■ Stated goal ■
Can you rewrite the entries from the line that has "of the gray" through the end of the entries, requests included, scaling every answer coordinate by 1.6 and rounding to whole numbers with halves going up? Leave the sample points in the requests unchanged.

[Entries from a data collection]
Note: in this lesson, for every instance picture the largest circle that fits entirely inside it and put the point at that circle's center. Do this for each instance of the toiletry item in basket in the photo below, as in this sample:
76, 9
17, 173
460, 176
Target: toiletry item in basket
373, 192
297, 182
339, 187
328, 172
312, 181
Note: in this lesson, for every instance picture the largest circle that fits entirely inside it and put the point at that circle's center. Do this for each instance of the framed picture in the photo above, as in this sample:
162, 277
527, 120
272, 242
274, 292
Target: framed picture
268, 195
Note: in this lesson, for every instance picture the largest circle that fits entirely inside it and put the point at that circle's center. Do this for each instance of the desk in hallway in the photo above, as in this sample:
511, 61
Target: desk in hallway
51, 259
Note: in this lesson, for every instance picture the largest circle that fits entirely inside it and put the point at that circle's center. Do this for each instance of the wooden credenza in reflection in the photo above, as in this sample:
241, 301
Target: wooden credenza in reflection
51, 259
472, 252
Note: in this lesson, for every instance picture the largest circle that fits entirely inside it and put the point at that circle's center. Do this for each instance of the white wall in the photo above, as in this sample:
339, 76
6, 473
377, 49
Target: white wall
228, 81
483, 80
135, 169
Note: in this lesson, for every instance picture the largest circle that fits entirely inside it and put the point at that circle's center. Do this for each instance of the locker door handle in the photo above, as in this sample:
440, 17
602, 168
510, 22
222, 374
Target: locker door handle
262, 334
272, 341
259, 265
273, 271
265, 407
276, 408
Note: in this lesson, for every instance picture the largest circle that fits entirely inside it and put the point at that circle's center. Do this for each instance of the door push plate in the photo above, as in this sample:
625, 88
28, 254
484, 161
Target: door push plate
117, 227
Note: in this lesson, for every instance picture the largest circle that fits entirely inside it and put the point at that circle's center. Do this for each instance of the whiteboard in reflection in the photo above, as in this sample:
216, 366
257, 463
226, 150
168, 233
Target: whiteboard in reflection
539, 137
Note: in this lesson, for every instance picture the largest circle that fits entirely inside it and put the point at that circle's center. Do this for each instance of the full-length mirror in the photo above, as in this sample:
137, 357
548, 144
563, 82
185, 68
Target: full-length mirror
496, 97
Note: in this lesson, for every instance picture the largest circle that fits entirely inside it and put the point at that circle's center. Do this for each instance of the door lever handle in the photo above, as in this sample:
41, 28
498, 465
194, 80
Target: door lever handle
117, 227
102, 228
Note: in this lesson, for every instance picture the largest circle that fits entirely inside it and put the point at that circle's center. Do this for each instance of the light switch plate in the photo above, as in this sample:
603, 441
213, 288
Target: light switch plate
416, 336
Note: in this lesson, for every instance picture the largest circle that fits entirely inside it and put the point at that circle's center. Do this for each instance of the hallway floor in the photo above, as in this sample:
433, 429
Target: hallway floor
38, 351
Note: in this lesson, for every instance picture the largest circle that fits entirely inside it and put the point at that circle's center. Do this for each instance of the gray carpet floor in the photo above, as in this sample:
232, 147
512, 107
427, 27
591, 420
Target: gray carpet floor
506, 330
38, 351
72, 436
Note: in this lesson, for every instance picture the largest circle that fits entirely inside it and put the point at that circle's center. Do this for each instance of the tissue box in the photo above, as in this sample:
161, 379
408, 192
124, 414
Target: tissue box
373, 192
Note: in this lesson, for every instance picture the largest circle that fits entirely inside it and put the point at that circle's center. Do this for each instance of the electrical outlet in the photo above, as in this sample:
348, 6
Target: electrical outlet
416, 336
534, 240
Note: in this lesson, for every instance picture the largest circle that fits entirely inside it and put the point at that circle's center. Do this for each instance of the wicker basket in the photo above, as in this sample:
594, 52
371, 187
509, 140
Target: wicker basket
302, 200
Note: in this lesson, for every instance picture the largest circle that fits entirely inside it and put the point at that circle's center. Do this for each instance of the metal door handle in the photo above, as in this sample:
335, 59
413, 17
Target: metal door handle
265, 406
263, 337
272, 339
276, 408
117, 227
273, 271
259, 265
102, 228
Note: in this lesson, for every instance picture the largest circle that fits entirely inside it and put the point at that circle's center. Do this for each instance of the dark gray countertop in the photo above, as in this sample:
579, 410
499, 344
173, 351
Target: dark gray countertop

■ Result for this task ■
Note: in this lesson, for every instance picture the largest circle that fits entirely inside it and put the point at that circle's center. Do this for each instance of the gray carpet floor in the photo above, as in this sample:
232, 147
512, 107
427, 27
591, 420
Target: gray carpet floor
810, 528
61, 562
115, 698
Note: in this lesson, for every instance picture the largest circle that fits entirely inside it and put the point at that circle's center. Do this for each instance of the tissue box in the photo above, as in this sample:
161, 379
408, 192
124, 414
Target: tissue box
597, 307
Note: in this lesson, for every instance picture the largest circle that fits entirely inside it and put the point at that circle's center. Do this for each instance of the electrical outlet in the photo above, as in this sample:
348, 6
Target: electrical outlet
666, 538
854, 384
Note: in this lesson, for every instance picture the largest circle that fits entirely inside it and put the point at that circle's center. Do this for each instance of the wicker basket in the photo above, as in this sample:
594, 52
371, 187
509, 140
Target: wicker basket
483, 320
Note: in this lesson, for every instance picture the largest circle that fits entirely inside it and put the point at that circle's center. Do this for each instance of the metal door handle in the photo above, as in this sample:
335, 59
413, 17
Target: metal door handle
424, 650
421, 539
435, 542
442, 653
187, 363
437, 434
414, 424
163, 365
Note: in this lesson, for every instance picture the largest circle that fits entirely inside it and put the point at that circle's center. Do this for each instance of the dark gray countertop in the photo above, as in this sample:
579, 410
499, 344
173, 351
Target: dark gray countertop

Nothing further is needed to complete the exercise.